== JOB ==
Collect every line of the rows below that contains the string "bicycle". Case counts, so a line matches only when the letters agree in case.

Records from a data source:
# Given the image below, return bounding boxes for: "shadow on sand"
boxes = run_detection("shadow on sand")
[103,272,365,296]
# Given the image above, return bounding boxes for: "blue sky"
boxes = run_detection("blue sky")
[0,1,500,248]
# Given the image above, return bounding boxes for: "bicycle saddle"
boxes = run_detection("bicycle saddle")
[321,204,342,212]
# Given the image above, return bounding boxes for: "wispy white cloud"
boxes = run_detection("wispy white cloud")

* * *

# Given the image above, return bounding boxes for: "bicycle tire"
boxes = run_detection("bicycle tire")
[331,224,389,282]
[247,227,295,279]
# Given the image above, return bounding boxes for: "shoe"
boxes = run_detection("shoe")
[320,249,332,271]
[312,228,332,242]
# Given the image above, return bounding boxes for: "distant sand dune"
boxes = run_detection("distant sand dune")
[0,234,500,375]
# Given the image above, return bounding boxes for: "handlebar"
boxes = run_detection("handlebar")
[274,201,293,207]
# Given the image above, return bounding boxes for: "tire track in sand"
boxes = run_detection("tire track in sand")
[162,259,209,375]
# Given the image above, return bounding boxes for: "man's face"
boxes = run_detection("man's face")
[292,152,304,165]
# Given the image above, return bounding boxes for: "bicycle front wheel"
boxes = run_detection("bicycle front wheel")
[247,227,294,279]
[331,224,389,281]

== THE RESULT ==
# Given the image above, return bounding boxes for: "bicycle saddle"
boxes = run_detection("bicycle saddle")
# Given the image above, return bounding boxes for: "bicycle tire"
boxes = run_detection("bicycle tire")
# Given the image above, return bounding boxes for: "bicycle front wheel"
boxes = run_detection("bicycle front wheel")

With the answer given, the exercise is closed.